*WORK TO COMPLETE*.
• a. Copy the VETS profile from "Who VETS is" up to and including "and their spouses.", changing "military spouses" to "military families".
• b. Continue the VETS profile from its final sentence.

Blossom’s read
VETS is not a psychedelic training provider in the usual sense, but a federal employment and training service focused on veterans, service members, military spouses, and the employers who hire them. Its reputation is anchored in public-service legitimacy rather than a commercial school model, with the strongest signal being practical, policy-led support around transition, job placement, and veterans’ employment rights. It sits at the formal, institutional end of the field, and is most credible where compliance, workforce navigation, and system-level support matter more than experiential or therapeutic training.
Who VETS is for
Best for transitioning service members, veterans, military spouses, employers, and workforce professionals seeking employment support, rights guidance, or grant-funded training and assistance. It may also be useful to organisations that work with veterans and need official DOL resources rather than a private course provider.
Prerequisites
No general entry prerequisites are stated for the public-facing services. Some grant programmes are only open to specific applicants, such as state agencies for Jobs for Veterans State Grants, and ENPP services are offered at select military installations to interested transitioning service members and their spouses.

*RECORD SET*.
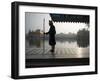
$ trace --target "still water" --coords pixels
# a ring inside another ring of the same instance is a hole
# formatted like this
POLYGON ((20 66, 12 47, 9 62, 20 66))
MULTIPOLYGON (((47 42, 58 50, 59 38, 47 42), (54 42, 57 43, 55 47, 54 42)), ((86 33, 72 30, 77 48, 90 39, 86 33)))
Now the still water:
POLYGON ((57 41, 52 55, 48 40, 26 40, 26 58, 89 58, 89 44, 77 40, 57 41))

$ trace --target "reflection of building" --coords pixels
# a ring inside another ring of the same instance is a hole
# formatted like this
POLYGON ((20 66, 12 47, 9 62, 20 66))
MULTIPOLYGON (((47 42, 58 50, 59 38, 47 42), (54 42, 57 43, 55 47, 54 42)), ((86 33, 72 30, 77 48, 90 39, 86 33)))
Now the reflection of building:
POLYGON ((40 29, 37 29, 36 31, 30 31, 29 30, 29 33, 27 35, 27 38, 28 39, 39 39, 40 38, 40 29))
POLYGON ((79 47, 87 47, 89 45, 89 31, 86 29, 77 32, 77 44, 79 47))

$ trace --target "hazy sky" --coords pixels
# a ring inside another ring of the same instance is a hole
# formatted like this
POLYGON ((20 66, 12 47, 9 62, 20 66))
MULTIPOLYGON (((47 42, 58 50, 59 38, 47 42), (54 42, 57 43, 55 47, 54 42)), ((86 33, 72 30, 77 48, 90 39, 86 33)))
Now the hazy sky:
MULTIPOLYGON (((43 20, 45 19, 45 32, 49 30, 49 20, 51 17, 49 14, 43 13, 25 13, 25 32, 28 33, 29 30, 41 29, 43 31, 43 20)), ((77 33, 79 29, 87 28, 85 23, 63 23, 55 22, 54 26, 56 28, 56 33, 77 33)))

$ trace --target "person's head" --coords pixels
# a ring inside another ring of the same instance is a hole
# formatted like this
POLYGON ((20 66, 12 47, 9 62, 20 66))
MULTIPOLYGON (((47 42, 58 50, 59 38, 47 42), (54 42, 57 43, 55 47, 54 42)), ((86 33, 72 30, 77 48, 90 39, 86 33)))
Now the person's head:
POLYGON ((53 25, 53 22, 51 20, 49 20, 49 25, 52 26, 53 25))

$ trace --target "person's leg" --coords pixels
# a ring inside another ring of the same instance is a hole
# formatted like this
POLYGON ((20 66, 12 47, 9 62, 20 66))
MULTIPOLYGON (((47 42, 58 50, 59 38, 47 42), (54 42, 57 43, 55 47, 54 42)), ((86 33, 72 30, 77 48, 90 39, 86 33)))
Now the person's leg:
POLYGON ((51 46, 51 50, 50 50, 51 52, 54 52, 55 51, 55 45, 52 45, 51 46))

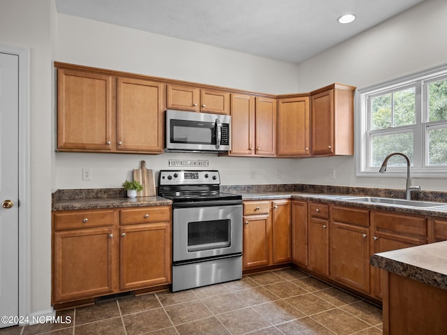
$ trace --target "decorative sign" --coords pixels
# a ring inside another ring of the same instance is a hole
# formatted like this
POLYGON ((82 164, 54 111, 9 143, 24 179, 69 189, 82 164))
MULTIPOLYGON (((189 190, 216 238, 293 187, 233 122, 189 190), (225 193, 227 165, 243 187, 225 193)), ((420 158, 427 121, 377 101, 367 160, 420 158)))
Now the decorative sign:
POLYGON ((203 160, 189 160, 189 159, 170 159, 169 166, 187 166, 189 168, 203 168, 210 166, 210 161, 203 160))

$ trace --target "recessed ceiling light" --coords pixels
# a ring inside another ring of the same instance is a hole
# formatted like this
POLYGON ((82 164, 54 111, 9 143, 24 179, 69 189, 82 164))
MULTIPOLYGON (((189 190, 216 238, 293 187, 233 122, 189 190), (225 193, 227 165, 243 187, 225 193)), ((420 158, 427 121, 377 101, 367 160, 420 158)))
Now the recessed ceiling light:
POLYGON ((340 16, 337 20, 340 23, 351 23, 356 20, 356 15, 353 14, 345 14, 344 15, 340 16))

*ANSWERS TO THE PROBLEMS*.
• a.
Who VETS is for
Best for transitioning service members, veterans, military families, employers, and workforce professionals seeking employment support, rights guidance, or grant-funded training and assistance. It may also be useful to organisations that work with veterans and need official DOL resources rather than a private course provider.
Prerequisites
No general entry prerequisites are stated for the public-facing services. Some grant programmes are only open to specific applicants, such as state agencies for Jobs for Veterans State Grants, and ENPP services are offered at select military installations to interested transitioning service members and their spouses.

• b.
Accreditation & recognition
VETS is a U.S. Department of Labor federal agency, not an accredited private school. Sources do not indicate conventional academic accreditation, CME, or CE credit. It does administer or support recognised federal programmes, including the HIRE Vets Medallion Award and the Transition Assistance Program, and it provides official USERRA administration and guidance.
Cost
Public-facing resources and programmes appear to be free to users. The site describes federal grants to states and organisations, and DOL-led services such as TAP, ENPP, and USERRA guidance, but no tuition is listed for individual learners.
What you walk away with
Learners and users can walk away with career transition support, employment resources, awareness of workplace rights, and access to programmes that may lead to job placement, training-related services, or employer recognition pathways. For organisations, outcomes may include compliance support, grant funding, or participation in veteran hiring recognition schemes.